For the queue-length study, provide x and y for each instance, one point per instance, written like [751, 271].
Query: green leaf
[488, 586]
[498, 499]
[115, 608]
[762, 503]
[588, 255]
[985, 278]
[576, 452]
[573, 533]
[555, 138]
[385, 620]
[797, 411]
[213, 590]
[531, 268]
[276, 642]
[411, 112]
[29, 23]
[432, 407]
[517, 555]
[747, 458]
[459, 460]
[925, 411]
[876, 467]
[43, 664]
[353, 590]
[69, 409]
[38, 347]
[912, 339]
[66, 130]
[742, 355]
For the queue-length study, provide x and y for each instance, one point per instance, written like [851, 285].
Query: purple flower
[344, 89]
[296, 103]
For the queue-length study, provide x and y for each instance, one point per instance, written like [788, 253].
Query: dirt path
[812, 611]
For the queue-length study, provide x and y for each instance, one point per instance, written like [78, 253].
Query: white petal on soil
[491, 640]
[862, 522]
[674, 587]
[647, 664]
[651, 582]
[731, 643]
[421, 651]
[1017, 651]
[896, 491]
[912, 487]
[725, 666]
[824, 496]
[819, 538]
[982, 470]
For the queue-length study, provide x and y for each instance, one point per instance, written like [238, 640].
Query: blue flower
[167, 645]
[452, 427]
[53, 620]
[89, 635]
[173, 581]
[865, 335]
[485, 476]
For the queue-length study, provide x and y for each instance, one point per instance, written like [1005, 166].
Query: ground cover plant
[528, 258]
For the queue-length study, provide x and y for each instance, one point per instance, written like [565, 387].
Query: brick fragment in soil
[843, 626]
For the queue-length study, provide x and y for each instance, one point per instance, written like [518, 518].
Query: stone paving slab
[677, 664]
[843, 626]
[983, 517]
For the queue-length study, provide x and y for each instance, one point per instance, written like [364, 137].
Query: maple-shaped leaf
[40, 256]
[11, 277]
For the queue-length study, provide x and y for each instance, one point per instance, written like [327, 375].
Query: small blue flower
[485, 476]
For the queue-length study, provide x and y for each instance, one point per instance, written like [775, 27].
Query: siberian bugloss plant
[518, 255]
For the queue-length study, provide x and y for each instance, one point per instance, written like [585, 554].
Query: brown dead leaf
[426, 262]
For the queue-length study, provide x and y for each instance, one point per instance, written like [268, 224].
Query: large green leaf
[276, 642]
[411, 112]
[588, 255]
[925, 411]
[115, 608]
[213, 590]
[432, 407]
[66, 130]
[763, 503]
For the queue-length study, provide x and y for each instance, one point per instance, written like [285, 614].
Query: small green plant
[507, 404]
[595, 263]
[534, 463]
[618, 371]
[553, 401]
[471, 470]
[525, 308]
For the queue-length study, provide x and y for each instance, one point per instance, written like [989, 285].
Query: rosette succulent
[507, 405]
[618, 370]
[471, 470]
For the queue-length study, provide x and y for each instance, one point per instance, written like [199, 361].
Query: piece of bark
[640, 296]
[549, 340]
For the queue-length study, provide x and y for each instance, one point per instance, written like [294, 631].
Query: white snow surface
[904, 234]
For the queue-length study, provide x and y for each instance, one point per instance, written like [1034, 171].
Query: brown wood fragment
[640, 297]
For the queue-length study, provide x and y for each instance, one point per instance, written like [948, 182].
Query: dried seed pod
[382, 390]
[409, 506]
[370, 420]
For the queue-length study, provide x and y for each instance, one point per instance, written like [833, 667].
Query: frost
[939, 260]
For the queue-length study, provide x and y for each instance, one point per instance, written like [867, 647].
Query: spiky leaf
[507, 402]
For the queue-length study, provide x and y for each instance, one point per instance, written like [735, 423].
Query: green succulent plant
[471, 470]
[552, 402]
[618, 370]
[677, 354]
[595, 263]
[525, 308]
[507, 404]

◆ ◆ ◆ ◆ ◆ ◆ ◆

Print the records exactly as they appear, starting at the line that contains "like [948, 182]." and ending at the last line of the records.

For the queue-length study, provide x and y for each instance, one point per instance, written like [948, 182].
Query: dried seed pod
[382, 390]
[409, 506]
[370, 420]
For the queue-length study, provide x and y for each instance, one point per instance, written like [833, 667].
Query: frost
[939, 260]
For the queue-length study, provide x and y for each instance, one point per instance, written like [867, 647].
Query: spiky leaf
[507, 402]
For the queue-length study, provide x and y for each instance, one point per instance, written like [735, 423].
Query: green succulent plant
[471, 470]
[552, 402]
[618, 370]
[677, 354]
[595, 263]
[525, 308]
[507, 404]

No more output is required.